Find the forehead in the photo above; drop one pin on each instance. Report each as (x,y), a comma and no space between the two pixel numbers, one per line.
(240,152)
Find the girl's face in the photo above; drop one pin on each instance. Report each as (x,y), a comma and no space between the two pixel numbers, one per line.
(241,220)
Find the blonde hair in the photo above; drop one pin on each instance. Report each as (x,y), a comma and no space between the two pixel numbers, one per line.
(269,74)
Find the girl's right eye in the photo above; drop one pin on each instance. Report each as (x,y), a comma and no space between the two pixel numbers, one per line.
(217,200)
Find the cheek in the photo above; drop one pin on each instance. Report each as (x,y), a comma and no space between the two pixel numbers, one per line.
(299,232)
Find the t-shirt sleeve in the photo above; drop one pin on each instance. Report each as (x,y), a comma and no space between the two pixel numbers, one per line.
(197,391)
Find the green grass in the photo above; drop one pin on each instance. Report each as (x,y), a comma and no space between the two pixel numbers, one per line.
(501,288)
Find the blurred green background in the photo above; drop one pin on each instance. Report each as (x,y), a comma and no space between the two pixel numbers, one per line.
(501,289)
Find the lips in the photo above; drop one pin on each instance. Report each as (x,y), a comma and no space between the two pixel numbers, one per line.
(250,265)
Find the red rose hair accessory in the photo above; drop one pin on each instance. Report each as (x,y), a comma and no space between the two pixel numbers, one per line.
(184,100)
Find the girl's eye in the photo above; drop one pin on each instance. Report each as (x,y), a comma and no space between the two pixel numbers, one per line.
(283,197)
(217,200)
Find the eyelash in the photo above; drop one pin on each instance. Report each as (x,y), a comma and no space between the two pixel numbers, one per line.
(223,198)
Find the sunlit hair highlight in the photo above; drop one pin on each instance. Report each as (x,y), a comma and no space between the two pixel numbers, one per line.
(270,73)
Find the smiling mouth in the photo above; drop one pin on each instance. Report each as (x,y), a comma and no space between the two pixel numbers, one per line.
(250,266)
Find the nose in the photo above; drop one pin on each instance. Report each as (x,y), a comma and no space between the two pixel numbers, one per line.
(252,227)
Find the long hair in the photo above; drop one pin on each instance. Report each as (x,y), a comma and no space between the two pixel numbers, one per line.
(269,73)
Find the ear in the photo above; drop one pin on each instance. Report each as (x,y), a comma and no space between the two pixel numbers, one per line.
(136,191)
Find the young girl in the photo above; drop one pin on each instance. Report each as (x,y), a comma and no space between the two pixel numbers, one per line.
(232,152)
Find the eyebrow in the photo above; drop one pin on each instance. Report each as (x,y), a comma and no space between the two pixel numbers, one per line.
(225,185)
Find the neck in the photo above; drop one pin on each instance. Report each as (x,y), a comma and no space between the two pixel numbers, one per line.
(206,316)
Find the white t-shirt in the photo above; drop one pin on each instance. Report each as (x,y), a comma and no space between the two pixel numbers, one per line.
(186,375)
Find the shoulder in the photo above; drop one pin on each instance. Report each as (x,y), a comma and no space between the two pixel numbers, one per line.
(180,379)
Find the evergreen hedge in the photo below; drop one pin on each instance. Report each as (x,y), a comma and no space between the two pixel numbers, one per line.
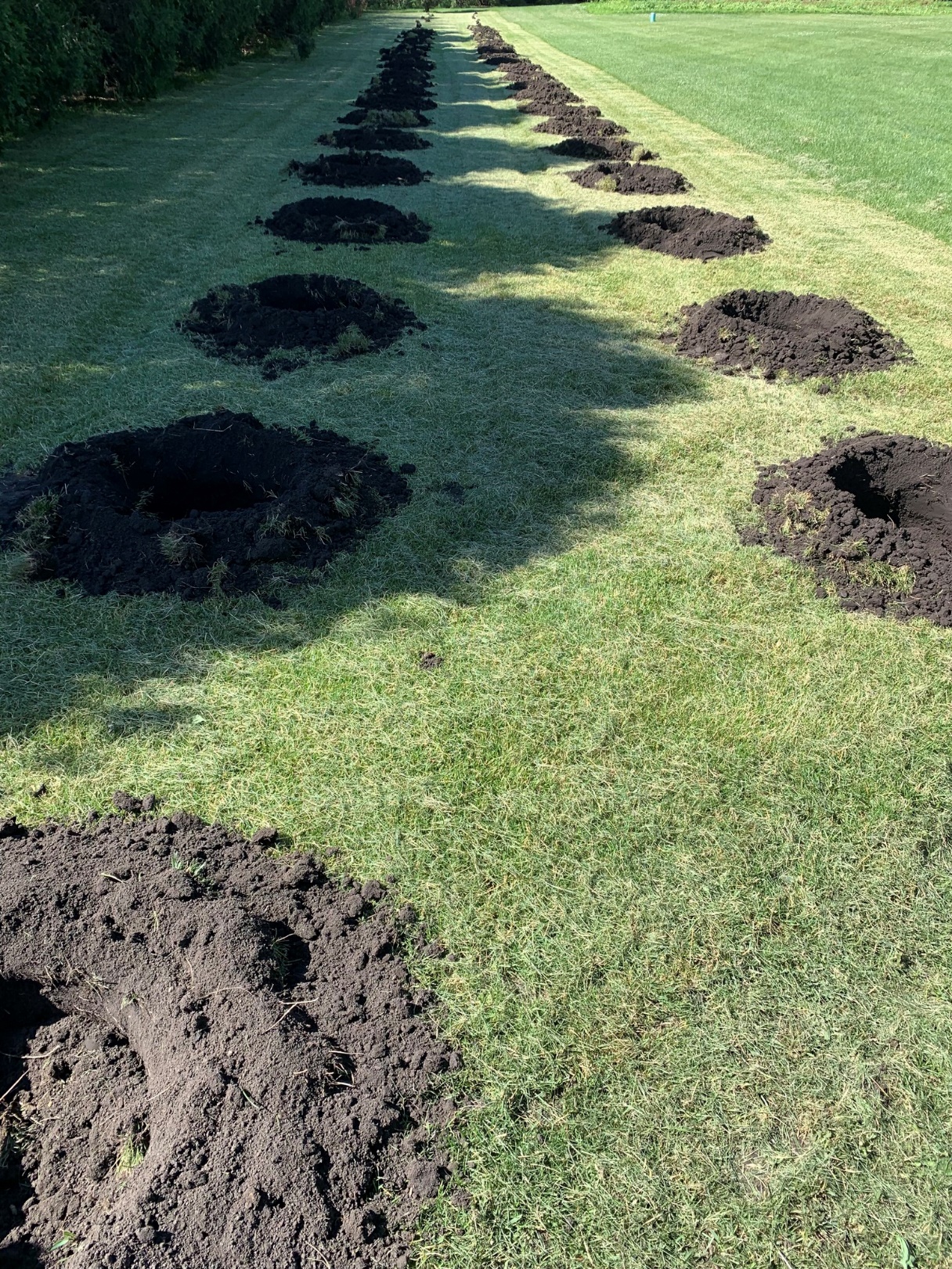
(53,51)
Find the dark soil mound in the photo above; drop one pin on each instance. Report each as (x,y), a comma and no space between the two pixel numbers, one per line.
(357,169)
(608,147)
(373,139)
(210,503)
(688,233)
(776,330)
(362,221)
(625,178)
(872,515)
(282,319)
(212,1056)
(386,118)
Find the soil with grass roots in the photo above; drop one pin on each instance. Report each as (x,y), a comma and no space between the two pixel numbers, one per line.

» **PROBLEM DETAILS**: The material above holds pictures; copy everything else in it exactly.

» **FULL ANSWER**:
Find the forehead in the photo above; drop one pin on each instance. Report each as (x,y), a comma and no space between the two pixel numbers, one per line.
(240,152)
Find the girl's face in the photo above; drop one pin on each instance. Report each as (x,y), a comma and no space between the two pixel numbers, one per line.
(241,220)
Find the blonde hair in the photo above; drop one pin on each instance. Report each as (x,y), a comma and no space between the two pixel numbers, one per line.
(269,74)
Find the girl's right eye in the photo above; drop one pin on each instance. Report each as (x,y), a comma and no space between the two pixel numbers, one per line.
(217,200)
Find the cheek in the photo above; drop one pin on each instance. Report each as (x,y), a comma and no space between the two pixel numbers, one per line.
(299,232)
Find the t-shirt sleeve in the photo above; drop one pin on each instance. Report each as (x,y), a comma and no space between the two pixel numbers, one per line.
(197,391)
Find the green grass in the photo above; drop one pin on each instance. Report each as (x,y), a comma and no space between the two pixel numbers, one per line.
(501,288)
Find the blurred green background in the photo above; drop one pin on each instance. Report each as (x,y), a comma and no space between the two pixel numbers, one per line.
(501,289)
Find the lips in the photo above; drop one pin on each instance. Report each as (x,y), a comma and no space between the two pixel numbers, one per line.
(250,265)
Find the red rose hair accessory in the photo above; drop one pin on each instance. Report each as (x,y), a comma and no space between the two pixel numbers, one per line.
(184,100)
Find the girl's eye in the photo above; drop one pin on each instance. Report each as (x,y), a comma and no space between the two pixel numbers, one per line.
(283,197)
(217,200)
Find the eyelash in the photo above; drop one pin on each instance. Report each as (x,y), a comma and no space between the two pixel numbers, one per line.
(223,198)
Find the sunlit hair highlight in the photo above; drop one pin on each instance. Report each as (x,y), a comma and no space between the two pixel numbers, one per line.
(270,73)
Find the smiling mouth in the photo above; drop one pin on each instance. Report each as (x,y), a comma and no space between the two pixel numbers, one per line.
(250,266)
Find the nose in the photo above; drop one pin on each instance. Report each as (x,y), a comma and no space between the two pixel numbers, one per line.
(252,227)
Find the long hair in the photo above; drop one pin on each instance. Report each as (x,y), a comma and no space between the two pixel numbers, one per line.
(269,73)
Find the ear in the photo above; drop one pin on each instance. Report each as (x,y), a comma and no space between the two pixel numbers, one per line.
(136,191)
Find the young girl in the photo above; drop one pin on each instance. Report each as (x,y), a comma and no space between the two pixel numbers, one per line.
(232,152)
Find the eyebrow in the photo above; drop one pin on each instance. Report each as (x,y), a comma and no space between the two pixel numbers, one per line.
(225,185)
Find the neck in the photo above; drop one pin on each instance. Report each as (x,y), a comma and no space between the two pixel numbers, one per line.
(206,316)
Find the white t-shirt in the photo above; drop one pin on each instance. Report each as (x,y), a comma and no space between the two pixel numbers, one per line.
(186,375)
Find the shoulder in the photo above; drop one pin on each instance. Report each as (x,y), a comma and no space between the two pixel numbers, one per line.
(180,379)
Find the evergreen hedge in the photo below; drop one pin on each instance. Report each as (x,y), a comma and no space between the two pixel numbers, one per line.
(53,51)
Find the dark soil mound in the photo above; drop one pin on each instance. Report each as (x,y), a comma and no space between the two pixel numbers, one per line.
(357,169)
(608,147)
(373,139)
(210,503)
(688,233)
(776,330)
(362,221)
(625,178)
(872,515)
(282,319)
(212,1056)
(386,118)
Find the soil with grass roots in the photo above; drop one pin on each instance. Report each as (x,y), a comma and no space between the two pixel numbers, one per line.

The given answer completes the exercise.